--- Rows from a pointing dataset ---

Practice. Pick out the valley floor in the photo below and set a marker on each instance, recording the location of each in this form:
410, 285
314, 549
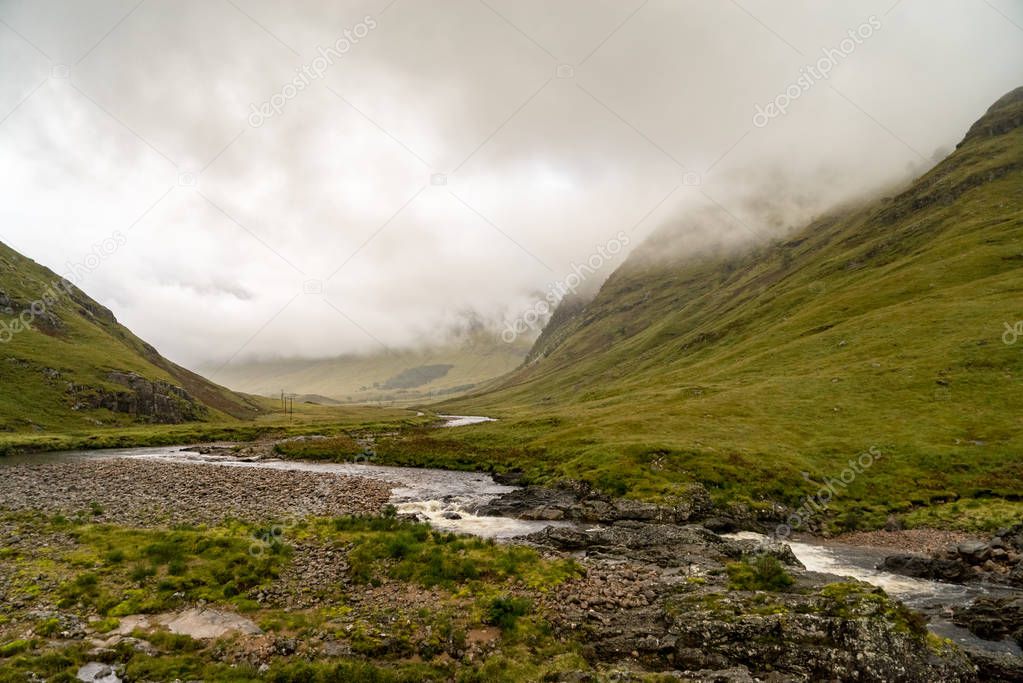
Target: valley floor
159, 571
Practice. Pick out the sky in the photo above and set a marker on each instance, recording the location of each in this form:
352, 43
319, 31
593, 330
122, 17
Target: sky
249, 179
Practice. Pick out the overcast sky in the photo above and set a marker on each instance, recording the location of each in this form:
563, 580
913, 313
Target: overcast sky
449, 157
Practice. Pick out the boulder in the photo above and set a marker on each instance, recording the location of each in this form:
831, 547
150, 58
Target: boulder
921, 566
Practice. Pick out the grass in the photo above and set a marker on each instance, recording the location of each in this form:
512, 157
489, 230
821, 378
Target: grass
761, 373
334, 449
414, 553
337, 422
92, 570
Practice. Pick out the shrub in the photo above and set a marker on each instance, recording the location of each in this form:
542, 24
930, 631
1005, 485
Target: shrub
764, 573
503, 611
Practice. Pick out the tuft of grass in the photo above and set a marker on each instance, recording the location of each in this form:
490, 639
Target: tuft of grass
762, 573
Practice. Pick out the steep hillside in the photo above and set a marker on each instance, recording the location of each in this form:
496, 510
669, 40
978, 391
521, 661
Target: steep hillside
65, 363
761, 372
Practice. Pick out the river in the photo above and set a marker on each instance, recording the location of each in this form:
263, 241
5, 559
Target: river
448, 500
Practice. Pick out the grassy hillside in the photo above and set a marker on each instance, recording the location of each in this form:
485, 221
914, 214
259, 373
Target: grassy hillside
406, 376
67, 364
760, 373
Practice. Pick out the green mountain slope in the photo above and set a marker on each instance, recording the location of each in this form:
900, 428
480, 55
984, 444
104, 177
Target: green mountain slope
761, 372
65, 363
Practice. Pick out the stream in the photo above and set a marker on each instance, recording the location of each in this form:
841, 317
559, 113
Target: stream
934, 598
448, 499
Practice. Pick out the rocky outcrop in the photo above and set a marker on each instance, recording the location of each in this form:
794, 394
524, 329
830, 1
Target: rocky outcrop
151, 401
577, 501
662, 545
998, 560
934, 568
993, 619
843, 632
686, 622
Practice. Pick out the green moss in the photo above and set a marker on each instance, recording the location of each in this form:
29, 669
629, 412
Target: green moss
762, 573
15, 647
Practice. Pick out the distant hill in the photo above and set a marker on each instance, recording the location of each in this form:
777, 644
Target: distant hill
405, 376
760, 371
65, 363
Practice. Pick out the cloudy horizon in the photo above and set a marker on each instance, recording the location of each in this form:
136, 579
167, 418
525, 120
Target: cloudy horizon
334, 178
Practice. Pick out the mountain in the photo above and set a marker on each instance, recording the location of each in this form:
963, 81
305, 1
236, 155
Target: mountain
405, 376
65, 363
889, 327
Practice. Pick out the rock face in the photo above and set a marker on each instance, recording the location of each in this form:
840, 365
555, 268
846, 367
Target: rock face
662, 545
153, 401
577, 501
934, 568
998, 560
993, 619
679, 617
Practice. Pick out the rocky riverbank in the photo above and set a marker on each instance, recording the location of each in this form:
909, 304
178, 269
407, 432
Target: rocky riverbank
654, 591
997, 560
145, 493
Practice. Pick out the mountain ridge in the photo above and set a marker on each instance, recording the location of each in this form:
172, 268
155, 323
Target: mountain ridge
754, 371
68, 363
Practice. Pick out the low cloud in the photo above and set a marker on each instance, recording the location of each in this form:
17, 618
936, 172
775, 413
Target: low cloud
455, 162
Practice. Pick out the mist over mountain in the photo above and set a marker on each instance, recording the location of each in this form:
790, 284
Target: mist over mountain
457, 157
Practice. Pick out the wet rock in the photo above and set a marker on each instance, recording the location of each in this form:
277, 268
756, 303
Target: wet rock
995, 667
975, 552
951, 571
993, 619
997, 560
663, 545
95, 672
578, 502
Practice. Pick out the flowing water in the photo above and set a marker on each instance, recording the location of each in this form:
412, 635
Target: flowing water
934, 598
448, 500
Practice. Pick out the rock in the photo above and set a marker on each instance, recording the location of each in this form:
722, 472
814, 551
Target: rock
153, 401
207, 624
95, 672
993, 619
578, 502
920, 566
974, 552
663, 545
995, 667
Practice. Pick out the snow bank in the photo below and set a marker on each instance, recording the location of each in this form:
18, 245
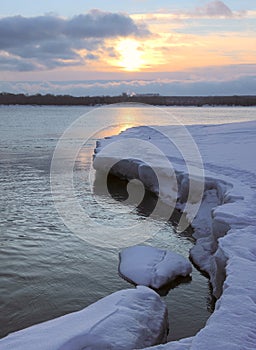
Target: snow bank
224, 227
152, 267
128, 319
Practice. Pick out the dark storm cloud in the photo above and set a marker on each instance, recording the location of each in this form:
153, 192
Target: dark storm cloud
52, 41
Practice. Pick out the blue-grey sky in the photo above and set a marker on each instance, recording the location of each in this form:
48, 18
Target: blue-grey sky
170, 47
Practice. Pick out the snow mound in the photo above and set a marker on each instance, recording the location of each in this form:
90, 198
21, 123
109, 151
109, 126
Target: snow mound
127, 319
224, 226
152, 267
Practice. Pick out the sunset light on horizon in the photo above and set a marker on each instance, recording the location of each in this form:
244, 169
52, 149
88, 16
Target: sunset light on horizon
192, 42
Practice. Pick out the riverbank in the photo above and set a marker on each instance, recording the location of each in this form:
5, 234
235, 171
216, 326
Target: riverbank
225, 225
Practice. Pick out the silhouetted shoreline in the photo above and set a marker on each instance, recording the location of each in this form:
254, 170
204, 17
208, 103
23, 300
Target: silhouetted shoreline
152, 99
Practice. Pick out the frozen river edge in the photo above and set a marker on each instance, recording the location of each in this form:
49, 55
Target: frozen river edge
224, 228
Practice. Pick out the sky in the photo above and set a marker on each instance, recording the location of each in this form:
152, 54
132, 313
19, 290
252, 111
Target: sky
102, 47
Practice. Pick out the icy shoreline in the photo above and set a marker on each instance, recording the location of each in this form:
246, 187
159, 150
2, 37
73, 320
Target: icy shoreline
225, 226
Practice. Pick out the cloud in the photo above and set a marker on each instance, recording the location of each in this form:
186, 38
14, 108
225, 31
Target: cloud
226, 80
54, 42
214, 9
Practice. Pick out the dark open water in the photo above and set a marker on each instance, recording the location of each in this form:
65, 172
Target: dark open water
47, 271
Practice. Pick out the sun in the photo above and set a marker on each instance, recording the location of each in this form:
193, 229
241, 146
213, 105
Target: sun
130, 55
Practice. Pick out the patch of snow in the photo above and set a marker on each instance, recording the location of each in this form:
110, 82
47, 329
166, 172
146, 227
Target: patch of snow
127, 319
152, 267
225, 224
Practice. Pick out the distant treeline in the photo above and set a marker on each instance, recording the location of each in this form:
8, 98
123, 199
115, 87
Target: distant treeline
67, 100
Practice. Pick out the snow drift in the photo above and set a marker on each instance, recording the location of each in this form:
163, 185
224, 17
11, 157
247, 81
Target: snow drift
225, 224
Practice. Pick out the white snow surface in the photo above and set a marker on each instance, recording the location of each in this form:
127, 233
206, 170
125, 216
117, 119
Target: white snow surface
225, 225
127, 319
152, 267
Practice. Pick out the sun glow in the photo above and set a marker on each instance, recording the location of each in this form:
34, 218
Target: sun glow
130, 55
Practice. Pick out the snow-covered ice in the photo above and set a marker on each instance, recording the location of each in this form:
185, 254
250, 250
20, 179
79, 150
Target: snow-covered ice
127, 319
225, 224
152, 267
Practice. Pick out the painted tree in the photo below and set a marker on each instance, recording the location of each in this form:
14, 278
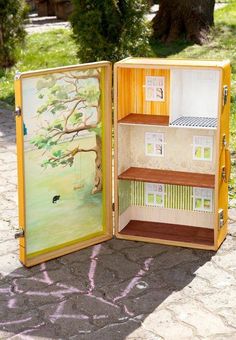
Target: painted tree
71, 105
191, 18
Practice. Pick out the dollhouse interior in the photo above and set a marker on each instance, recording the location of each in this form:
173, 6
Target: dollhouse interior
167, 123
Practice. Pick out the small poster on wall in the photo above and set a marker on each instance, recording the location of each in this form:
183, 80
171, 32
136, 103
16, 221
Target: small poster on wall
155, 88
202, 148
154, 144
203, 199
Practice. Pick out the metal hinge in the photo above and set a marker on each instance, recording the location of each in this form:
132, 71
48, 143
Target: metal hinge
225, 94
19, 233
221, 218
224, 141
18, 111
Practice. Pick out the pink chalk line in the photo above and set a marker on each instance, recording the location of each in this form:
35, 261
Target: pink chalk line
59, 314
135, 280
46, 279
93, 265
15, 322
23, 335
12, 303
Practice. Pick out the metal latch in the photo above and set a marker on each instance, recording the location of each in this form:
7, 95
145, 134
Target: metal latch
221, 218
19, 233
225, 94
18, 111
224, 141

--- AIM ---
Print the lines from the one holding "Practice. Pick out the distant treeline" through the last line of the records, word for word, and omit the pictures.

--- RESULT OF THE TASK ---
Practice. Pick out the distant treeline in the photo above and set a marker on each instance, recording the location of each in this form:
8, 98
123, 199
115, 87
Target: distant treeline
67, 100
Practice. Pick out the snow drift in the photo above and set a marker on each instance, recording the location of each in this form:
163, 185
224, 17
11, 157
247, 81
Target: snow drift
225, 224
Practice. Pick out the white snow surface in the photo above and set a marker on each instance, recording the location of each in this form:
127, 233
206, 170
125, 216
117, 119
Target: white snow surface
225, 225
127, 319
152, 267
Practice. Pick out the sun glow in the photo above and set a marker on each instance, recording the location of each in this form:
34, 218
Target: sun glow
130, 55
Practice. Pick out the snow-covered ice in the photo above and set a marker on each instance, recording the location of each in this form:
185, 254
250, 250
20, 179
79, 150
Target: snow-covered ice
127, 319
225, 224
152, 267
Practice. Pick out the painted tree in the photo below and set a marker on each instance, recording the location of each in this form:
14, 278
Target: painted tree
71, 105
191, 18
Practice. Pick out the dollhouse interior in the photo above and set a marker on each instance, recording the location of each in this form:
173, 6
Target: dollhouse interior
167, 123
Practice. Pick out the small poster on wall in the photo above and set a marker on each instance, recording the location of each in this form:
183, 80
171, 32
136, 103
16, 221
Target: small poster on wall
155, 88
202, 148
154, 144
203, 199
Practice. Pick out the metal hinge in the photo above and set a marker on each instance, recording the location of each in this form:
132, 71
48, 143
Target: metal hinge
225, 94
19, 233
221, 218
224, 141
18, 111
Practice. Pick out the pink chalk line in the photo above and set a marker on each instance, recording the location of each in this form:
35, 261
Target: pink chalk line
59, 314
135, 280
46, 279
93, 265
15, 322
23, 335
12, 303
Practice. Pick out the metal latch in the photo above and set a marker on each instance, recording the location of each in this form:
7, 95
145, 134
Target: metal latch
221, 218
19, 233
225, 94
18, 111
224, 141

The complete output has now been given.